-- What you have to do --
Could you write out the records below exactly as they appear?

-- Records for the task --

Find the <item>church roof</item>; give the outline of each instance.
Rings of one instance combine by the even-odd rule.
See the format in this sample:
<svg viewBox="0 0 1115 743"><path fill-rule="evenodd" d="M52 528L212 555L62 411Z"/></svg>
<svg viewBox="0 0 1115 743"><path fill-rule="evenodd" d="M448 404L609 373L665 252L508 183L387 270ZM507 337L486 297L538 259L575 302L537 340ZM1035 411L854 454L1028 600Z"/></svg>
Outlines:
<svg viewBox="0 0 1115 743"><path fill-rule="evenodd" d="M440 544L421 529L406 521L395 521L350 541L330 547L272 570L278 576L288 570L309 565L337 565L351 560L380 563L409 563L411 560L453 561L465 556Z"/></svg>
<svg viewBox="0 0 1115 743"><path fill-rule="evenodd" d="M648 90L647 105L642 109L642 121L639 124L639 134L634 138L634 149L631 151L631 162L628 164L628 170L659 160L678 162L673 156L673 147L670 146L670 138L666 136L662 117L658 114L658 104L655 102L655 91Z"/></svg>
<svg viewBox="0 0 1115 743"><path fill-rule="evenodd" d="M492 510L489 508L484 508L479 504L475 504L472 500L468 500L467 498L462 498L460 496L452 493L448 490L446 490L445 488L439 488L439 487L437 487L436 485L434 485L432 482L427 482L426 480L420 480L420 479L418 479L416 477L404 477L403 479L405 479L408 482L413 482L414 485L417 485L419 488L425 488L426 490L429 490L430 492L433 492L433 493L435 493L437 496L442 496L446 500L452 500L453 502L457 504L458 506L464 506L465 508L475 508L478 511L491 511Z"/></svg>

-- Final result --
Find the <item>church roof</item>; give the outline of each instance.
Rings of one instance combine by the even-odd rule.
See the format in this sample:
<svg viewBox="0 0 1115 743"><path fill-rule="evenodd" d="M52 528L212 555L62 411Z"/></svg>
<svg viewBox="0 0 1115 743"><path fill-rule="evenodd" d="M448 404L609 373L665 252L508 183L387 270ZM507 337L486 297L538 259L575 302L537 340ZM1035 411L854 454L1028 600Z"/></svg>
Outlines:
<svg viewBox="0 0 1115 743"><path fill-rule="evenodd" d="M440 544L421 529L406 521L395 521L350 541L330 547L272 570L278 576L288 570L309 565L337 565L351 560L380 563L409 563L411 560L453 561L465 556Z"/></svg>
<svg viewBox="0 0 1115 743"><path fill-rule="evenodd" d="M648 90L647 105L642 109L642 121L639 124L639 134L634 138L634 149L631 151L631 162L628 164L628 170L659 160L678 162L673 156L673 147L670 146L670 138L666 136L662 117L658 114L658 104L655 102L655 91Z"/></svg>
<svg viewBox="0 0 1115 743"><path fill-rule="evenodd" d="M492 510L489 508L484 508L479 504L475 504L472 500L468 500L467 498L462 498L460 496L452 493L448 490L446 490L445 488L439 488L439 487L437 487L436 485L434 485L432 482L427 482L426 480L420 480L420 479L418 479L416 477L404 477L403 479L405 479L408 482L413 482L414 485L417 485L419 488L425 488L426 490L429 490L430 492L433 492L433 493L435 493L437 496L442 496L446 500L452 500L453 502L457 504L458 506L464 506L465 508L475 508L478 511L491 511Z"/></svg>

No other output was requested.